Exercise prompt
Reprint every entry, character for character.

Material for this exercise
----------------------------------------

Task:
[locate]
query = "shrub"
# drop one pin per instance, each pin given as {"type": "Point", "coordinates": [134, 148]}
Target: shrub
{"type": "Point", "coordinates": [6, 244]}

----------------------------------------

Solution
Task:
[locate]
query = "shrub"
# drop one pin per instance, each pin given as {"type": "Point", "coordinates": [134, 148]}
Target: shrub
{"type": "Point", "coordinates": [6, 244]}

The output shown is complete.